Start of Record excerpts
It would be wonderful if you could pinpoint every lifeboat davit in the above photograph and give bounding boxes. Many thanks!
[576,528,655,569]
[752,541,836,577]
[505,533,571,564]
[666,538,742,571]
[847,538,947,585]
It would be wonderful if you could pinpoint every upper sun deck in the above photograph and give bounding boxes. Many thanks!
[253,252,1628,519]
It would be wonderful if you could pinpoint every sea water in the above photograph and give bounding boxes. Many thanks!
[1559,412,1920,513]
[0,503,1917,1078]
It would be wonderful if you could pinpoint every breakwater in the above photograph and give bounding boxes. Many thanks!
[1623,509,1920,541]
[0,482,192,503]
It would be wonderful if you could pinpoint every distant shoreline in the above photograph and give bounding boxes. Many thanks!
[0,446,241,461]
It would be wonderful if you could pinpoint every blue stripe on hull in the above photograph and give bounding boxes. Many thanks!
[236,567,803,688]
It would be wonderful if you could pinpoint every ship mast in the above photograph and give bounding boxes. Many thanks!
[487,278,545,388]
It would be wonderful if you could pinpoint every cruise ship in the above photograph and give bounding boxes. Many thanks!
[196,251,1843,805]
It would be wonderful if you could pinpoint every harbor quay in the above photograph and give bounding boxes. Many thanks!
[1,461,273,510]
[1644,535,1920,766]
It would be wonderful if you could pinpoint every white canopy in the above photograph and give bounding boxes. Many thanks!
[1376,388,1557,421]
End of Record excerpts
* **Work instruction**:
The records above need to be output again, verbatim.

* **Task answer**:
It would be wonderful if you could pinpoint every lifeboat davit in the above photograph and give bounding boxes. Many thanks!
[576,528,655,569]
[752,541,836,577]
[505,533,571,564]
[666,538,742,571]
[847,538,947,585]
It would be wonderful if you could pinpoint every upper sun deck in the above photograph and give bounding boxes. Many thanks!
[253,252,1628,519]
It would be wonderful if you could pinpoint every sea water in the above photograph and give bounding boxes. Many thanks!
[1559,412,1920,513]
[0,503,1917,1078]
It would be wonderful if you could pinpoint every breakwater in the above photograph and give bounding boxes. Many thanks!
[1623,509,1920,541]
[0,482,192,503]
It would be wonderful if you could pinpoint every distant shoreline in the above photograph and give bounding boxes. Many thanks!
[0,446,241,461]
It would be wonderful if you could pinpoint every blue stripe on hull in the above photograph and give bounding boxes. Many thanks!
[236,567,803,688]
It would be wonderful if you could pinpoint every ship mast in the above photograph and give bounding boxes. Many thanks!
[487,278,545,388]
It would be wonderful if you could pinpoint every cruise ship in the above photograph and give bounding boxes. Many thanks!
[196,251,1843,805]
It would be wonderful if you could pinpoint every harbor quay in the above photograph and give bounding boxes. Many thanks!
[1,461,273,510]
[1644,535,1920,766]
It would be wonderful if you could pinpoint every white canopy in the above photograph and give bounding boxes. Many thanks!
[1376,388,1557,421]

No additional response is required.